= EXERCISE DETAILS =
Would you return every entry below exactly as written, without its images?

= GIVEN RECORDS =
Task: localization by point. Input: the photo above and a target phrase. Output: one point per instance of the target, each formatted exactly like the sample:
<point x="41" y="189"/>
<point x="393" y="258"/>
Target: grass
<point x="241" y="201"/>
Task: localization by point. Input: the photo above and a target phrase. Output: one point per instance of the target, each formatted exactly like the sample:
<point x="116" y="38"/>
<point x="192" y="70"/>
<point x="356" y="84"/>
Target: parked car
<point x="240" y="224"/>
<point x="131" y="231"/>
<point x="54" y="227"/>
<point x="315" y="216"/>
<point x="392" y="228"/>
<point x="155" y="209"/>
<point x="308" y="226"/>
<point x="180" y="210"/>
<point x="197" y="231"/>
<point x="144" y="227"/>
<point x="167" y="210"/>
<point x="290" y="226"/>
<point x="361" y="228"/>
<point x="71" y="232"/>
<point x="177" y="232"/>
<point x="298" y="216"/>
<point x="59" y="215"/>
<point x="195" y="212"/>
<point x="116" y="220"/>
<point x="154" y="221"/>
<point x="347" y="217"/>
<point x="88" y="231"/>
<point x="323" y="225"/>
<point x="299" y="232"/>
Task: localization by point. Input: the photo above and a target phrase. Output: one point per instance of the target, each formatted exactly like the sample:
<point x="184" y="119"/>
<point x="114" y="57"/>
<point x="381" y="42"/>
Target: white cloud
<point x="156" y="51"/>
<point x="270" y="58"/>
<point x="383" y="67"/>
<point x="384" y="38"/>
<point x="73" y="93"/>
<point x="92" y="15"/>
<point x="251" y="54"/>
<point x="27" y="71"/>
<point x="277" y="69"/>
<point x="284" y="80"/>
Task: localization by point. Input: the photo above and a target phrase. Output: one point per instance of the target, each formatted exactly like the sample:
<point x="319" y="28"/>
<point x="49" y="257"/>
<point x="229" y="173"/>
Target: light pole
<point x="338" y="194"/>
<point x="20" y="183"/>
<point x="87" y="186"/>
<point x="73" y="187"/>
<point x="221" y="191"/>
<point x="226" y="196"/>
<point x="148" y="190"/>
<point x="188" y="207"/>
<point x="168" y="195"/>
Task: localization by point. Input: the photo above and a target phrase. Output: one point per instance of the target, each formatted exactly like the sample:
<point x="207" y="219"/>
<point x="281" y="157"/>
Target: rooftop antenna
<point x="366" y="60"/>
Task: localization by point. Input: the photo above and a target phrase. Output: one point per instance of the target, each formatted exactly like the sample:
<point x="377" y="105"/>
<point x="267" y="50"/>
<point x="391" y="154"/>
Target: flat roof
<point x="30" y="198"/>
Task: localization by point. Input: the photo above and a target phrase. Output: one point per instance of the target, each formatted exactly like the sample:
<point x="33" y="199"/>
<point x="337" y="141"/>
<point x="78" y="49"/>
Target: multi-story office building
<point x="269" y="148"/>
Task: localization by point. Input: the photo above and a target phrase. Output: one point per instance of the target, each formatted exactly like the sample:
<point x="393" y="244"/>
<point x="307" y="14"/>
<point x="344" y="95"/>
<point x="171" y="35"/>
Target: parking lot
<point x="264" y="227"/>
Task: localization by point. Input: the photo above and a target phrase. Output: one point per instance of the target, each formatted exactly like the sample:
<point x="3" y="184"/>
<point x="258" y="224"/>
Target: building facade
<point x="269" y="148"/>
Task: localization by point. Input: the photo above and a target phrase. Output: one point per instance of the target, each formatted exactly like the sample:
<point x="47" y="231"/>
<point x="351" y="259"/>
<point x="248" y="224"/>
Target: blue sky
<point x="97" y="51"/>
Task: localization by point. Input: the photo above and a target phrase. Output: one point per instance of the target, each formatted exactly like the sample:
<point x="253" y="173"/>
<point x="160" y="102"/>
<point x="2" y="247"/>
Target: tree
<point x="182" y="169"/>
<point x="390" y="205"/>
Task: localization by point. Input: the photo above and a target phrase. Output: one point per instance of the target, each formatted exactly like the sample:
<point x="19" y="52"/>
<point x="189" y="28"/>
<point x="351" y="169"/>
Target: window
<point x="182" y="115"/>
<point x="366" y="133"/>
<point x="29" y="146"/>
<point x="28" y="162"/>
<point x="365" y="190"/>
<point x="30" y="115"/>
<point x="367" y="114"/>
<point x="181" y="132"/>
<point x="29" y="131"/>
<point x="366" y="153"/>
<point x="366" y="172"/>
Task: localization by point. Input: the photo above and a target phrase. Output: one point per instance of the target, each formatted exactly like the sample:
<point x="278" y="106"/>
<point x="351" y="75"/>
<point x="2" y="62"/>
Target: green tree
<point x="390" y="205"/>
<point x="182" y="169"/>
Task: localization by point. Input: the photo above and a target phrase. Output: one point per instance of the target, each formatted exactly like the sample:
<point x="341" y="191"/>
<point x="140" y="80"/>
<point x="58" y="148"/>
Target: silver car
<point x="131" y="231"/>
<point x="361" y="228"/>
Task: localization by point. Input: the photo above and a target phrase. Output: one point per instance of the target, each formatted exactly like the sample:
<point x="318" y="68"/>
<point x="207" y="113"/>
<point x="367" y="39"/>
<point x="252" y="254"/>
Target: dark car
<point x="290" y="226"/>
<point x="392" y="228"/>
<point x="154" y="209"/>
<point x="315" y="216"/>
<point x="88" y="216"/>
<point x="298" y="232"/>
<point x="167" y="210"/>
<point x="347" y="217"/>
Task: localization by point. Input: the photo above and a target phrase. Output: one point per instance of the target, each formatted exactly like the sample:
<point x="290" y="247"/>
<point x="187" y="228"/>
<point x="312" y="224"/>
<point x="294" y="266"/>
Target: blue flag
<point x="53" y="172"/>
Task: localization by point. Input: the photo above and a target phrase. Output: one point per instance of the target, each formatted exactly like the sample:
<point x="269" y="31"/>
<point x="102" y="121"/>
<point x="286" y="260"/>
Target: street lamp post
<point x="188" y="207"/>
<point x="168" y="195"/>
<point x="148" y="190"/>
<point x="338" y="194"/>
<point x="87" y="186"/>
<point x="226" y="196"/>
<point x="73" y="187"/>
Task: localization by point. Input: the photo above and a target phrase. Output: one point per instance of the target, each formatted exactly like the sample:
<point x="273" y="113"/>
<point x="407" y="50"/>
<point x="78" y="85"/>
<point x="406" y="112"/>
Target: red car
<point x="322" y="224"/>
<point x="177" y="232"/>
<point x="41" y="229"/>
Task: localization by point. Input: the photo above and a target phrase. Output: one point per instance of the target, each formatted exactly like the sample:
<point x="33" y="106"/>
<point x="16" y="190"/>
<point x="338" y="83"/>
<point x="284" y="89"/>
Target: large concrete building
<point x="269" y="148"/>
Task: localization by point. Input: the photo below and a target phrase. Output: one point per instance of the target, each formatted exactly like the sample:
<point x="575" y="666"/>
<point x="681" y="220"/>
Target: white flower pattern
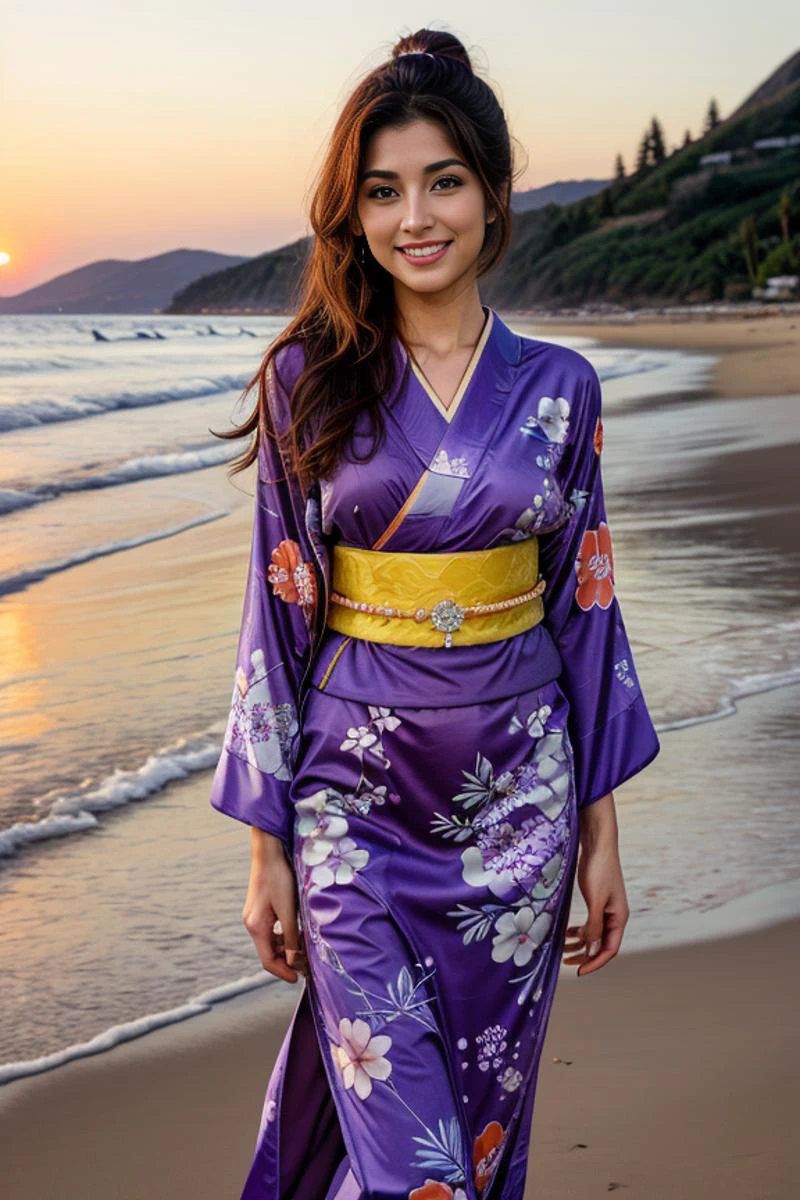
<point x="360" y="1056"/>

= TASK SOLUTION =
Task: localization by point. Input: the photo above and a target phrase. Output: one point per instance of the target, each formatted exactly like the sample:
<point x="41" y="189"/>
<point x="393" y="258"/>
Target: grass
<point x="241" y="201"/>
Task: localization by point. Input: the photo above and a target phrase. Output: one point per instance of the target, each formatted exactly like the sample:
<point x="116" y="38"/>
<point x="192" y="70"/>
<point x="356" y="84"/>
Target: parked car
<point x="240" y="224"/>
<point x="131" y="231"/>
<point x="54" y="227"/>
<point x="315" y="216"/>
<point x="392" y="228"/>
<point x="155" y="209"/>
<point x="308" y="226"/>
<point x="180" y="210"/>
<point x="197" y="231"/>
<point x="144" y="227"/>
<point x="167" y="210"/>
<point x="290" y="226"/>
<point x="361" y="228"/>
<point x="71" y="232"/>
<point x="177" y="232"/>
<point x="298" y="216"/>
<point x="59" y="215"/>
<point x="195" y="212"/>
<point x="116" y="220"/>
<point x="154" y="221"/>
<point x="347" y="217"/>
<point x="88" y="231"/>
<point x="323" y="225"/>
<point x="299" y="232"/>
Task: localization by point. Input: the photo above and a target phrase. Output: one point per instance of the target, each formatted exactly like the sample:
<point x="184" y="119"/>
<point x="114" y="57"/>
<point x="381" y="42"/>
Target: white cloud
<point x="156" y="51"/>
<point x="270" y="58"/>
<point x="383" y="67"/>
<point x="384" y="38"/>
<point x="73" y="93"/>
<point x="92" y="15"/>
<point x="251" y="54"/>
<point x="27" y="71"/>
<point x="277" y="69"/>
<point x="284" y="80"/>
Task: localization by point. Input: the photo above and a target phrase. Output: one point per instance of the target, each formatted exactly like the sample:
<point x="319" y="28"/>
<point x="49" y="257"/>
<point x="229" y="173"/>
Target: light pole
<point x="338" y="194"/>
<point x="20" y="183"/>
<point x="87" y="186"/>
<point x="73" y="187"/>
<point x="221" y="191"/>
<point x="226" y="196"/>
<point x="148" y="190"/>
<point x="188" y="207"/>
<point x="168" y="195"/>
Task: localization by point. Input: the photo above and a target phrase. Output: one point per instance of the target, each formatted exactly like the sample:
<point x="207" y="219"/>
<point x="281" y="157"/>
Target: rooftop antenna
<point x="366" y="60"/>
Task: localization by point. Input: the photo above and a target phrase. Output: one point per instance of the target, each formatted exactly like the sample:
<point x="377" y="105"/>
<point x="267" y="50"/>
<point x="391" y="154"/>
Target: flat roof
<point x="30" y="198"/>
Task: localization by point. Input: the photo above and a target phrase. Output: one point per instance of the target, each formatted exactly like the sample:
<point x="33" y="199"/>
<point x="337" y="141"/>
<point x="78" y="49"/>
Target: multi-story office building
<point x="269" y="148"/>
Task: localization by point. Input: the photo above and a target phrase. Output: one point per instance of the target, each formatted exactly like the sample:
<point x="393" y="244"/>
<point x="307" y="14"/>
<point x="344" y="95"/>
<point x="171" y="35"/>
Target: parking lot
<point x="264" y="227"/>
Task: localization by point. Input: the photo above and a target phrase. Output: one point per instance of the target, each formatted exactly like the sample:
<point x="3" y="184"/>
<point x="258" y="224"/>
Target: building facade
<point x="269" y="148"/>
Task: localization by point. Input: the photo above and a target phrase. Output: one point per instance of the target, each formatted exactly like the sample:
<point x="47" y="231"/>
<point x="351" y="259"/>
<point x="248" y="224"/>
Target: blue sky
<point x="97" y="51"/>
Task: localization by point. Input: the photo above and a target phrase. Output: one point per instance of the target, each formatted exactly like the sample:
<point x="253" y="173"/>
<point x="160" y="102"/>
<point x="2" y="247"/>
Target: tree
<point x="182" y="169"/>
<point x="390" y="205"/>
Task: localization by point. Input: the photo above and a target phrase. Output: one point per instance of the target, each formatted exactly like the sample:
<point x="19" y="52"/>
<point x="189" y="28"/>
<point x="351" y="169"/>
Target: window
<point x="182" y="115"/>
<point x="366" y="133"/>
<point x="29" y="146"/>
<point x="28" y="162"/>
<point x="365" y="190"/>
<point x="30" y="115"/>
<point x="367" y="114"/>
<point x="181" y="132"/>
<point x="29" y="131"/>
<point x="366" y="153"/>
<point x="366" y="172"/>
Task: localization by point. Input: the photo above and a target phrase. Output: one point per instance of the target, each formatted exactly like the sample:
<point x="278" y="106"/>
<point x="351" y="75"/>
<point x="2" y="62"/>
Target: green tree
<point x="390" y="205"/>
<point x="182" y="169"/>
Task: localization by point. Input: the photo above and a target phrase. Output: one point per instance of the target, each formatted exactly like the sample:
<point x="341" y="191"/>
<point x="140" y="80"/>
<point x="58" y="148"/>
Target: silver car
<point x="131" y="231"/>
<point x="361" y="228"/>
Task: localization by point. Input: the photo above and a target phrase. Output: one point per instance of the target, each formatted exactly like the sample:
<point x="318" y="68"/>
<point x="207" y="113"/>
<point x="367" y="39"/>
<point x="252" y="254"/>
Target: dark car
<point x="290" y="226"/>
<point x="392" y="228"/>
<point x="154" y="209"/>
<point x="315" y="216"/>
<point x="88" y="216"/>
<point x="298" y="232"/>
<point x="167" y="210"/>
<point x="347" y="217"/>
Task: localization by point. Input: the photo above and a target phrase. Output: one point per instance of the target, each formatted exactly like the sample:
<point x="290" y="247"/>
<point x="187" y="228"/>
<point x="312" y="224"/>
<point x="294" y="266"/>
Target: blue flag
<point x="53" y="172"/>
Task: localization by point. Input: the photo above and a target phrase. Output: one point per instance of the target, each formatted exactly like the sample:
<point x="269" y="31"/>
<point x="102" y="121"/>
<point x="286" y="260"/>
Target: street lamp post
<point x="188" y="207"/>
<point x="168" y="195"/>
<point x="148" y="190"/>
<point x="338" y="194"/>
<point x="87" y="186"/>
<point x="226" y="196"/>
<point x="73" y="187"/>
Task: localization by point. Input: the photo above and a target phrase. Output: one point per instance of the target, each formatted exactly like the sample:
<point x="273" y="113"/>
<point x="407" y="50"/>
<point x="78" y="85"/>
<point x="406" y="112"/>
Target: red car
<point x="322" y="224"/>
<point x="177" y="232"/>
<point x="41" y="229"/>
Task: localization by point. Input: the photo above and a target phrase. Output: one point per instance of the target, each formatted exactly like the sample:
<point x="33" y="106"/>
<point x="16" y="190"/>
<point x="338" y="83"/>
<point x="284" y="89"/>
Target: large concrete building
<point x="269" y="148"/>
Task: localization by point. Input: the photo below and a target phrase. Output: one point per instance of the target, each formatted exactly like the sample:
<point x="575" y="666"/>
<point x="681" y="220"/>
Target: white flower pattern
<point x="360" y="1056"/>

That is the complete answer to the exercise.